**TEXT TO READ**
(begin)

China and Japan: Seven decades of bitterness
- Published
A dispute over islands in the East China Sea has inflamed relations between Japan and China for the last two years - but they were tense even before. The BBC's Mariko Oi visited both countries with a Chinese journalist to find out why the wounds of World War Two refuse to heal.
"Do you feel guilty about what Japan did to China during the war?" It was a question that I had to translate more than once during a trip to Japan with Haining Liu, a former reporter for China's state broadcaster, CCTV.
It was Haining who posed that question to some of our interviewees - the oldest of whom would have been a child in 1945.
"I feel sorry for what happened," said one man. "There were many regrettable incidents," said another.
"But maybe my regret isn't enough?" added one of them, a Japanese nationalist, who argues that most school textbooks exaggerate the abuses carried out by Japanese soldiers. "No," Haining responded. "It's not enough."

(end)

**INFORMATION PROVIDED**
(begin)

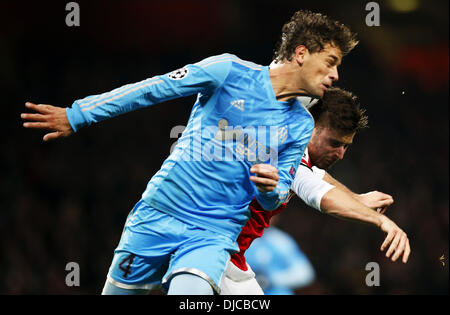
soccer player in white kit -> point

(end)

**TO DO**
A) From the article on China and Japan, list every remark that the text quotes from the Japanese interviewees.
B) Answer these questions from the article on China and Japan:
(i) For how long has the dispute over islands in the East China Sea inflamed relations between the two countries?
(ii) Which broadcaster did Haining Liu formerly report for?
(iii) What does the Japanese nationalist argue about most school textbooks?
C) Reproduce the article on China and Japan from "China and Japan: Seven" to "state broadcaster, CCTV.".

**TASK SOLUTIONS**
A)
- "I feel sorry for what happened."
- "There were many regrettable incidents."
- "But maybe my regret isn't enough?"

B)
(i) For the last two years.
(ii) CCTV, China's state broadcaster.
(iii) That they exaggerate the abuses carried out by Japanese soldiers.

C)
China and Japan: Seven decades of bitterness
- Published
A dispute over islands in the East China Sea has inflamed relations between Japan and China for the last two years - but they were tense even before. The BBC's Mariko Oi visited both countries with a Chinese journalist to find out why the wounds of World War Two refuse to heal.
"Do you feel guilty about what Japan did to China during the war?" It was a question that I had to translate more than once during a trip to Japan with Haining Liu, a former reporter for China's state broadcaster, CCTV.